Task prompt:
Return the records below as a JSON list of strings with one string per line, skipping blank lines, starting at the line containing "[Batch spec] Target class: tall" and ending at the last line of the records.

======== Working data ========

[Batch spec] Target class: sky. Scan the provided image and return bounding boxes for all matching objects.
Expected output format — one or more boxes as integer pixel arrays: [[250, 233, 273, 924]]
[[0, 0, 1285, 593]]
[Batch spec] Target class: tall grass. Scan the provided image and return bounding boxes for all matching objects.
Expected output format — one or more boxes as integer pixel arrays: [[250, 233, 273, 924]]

========

Answer to this problem:
[
  "[Batch spec] Target class: tall grass. Scan the provided image and return bounding boxes for all matching objects.",
  "Expected output format — one or more boxes as integer pixel arrays: [[250, 233, 273, 924]]"
]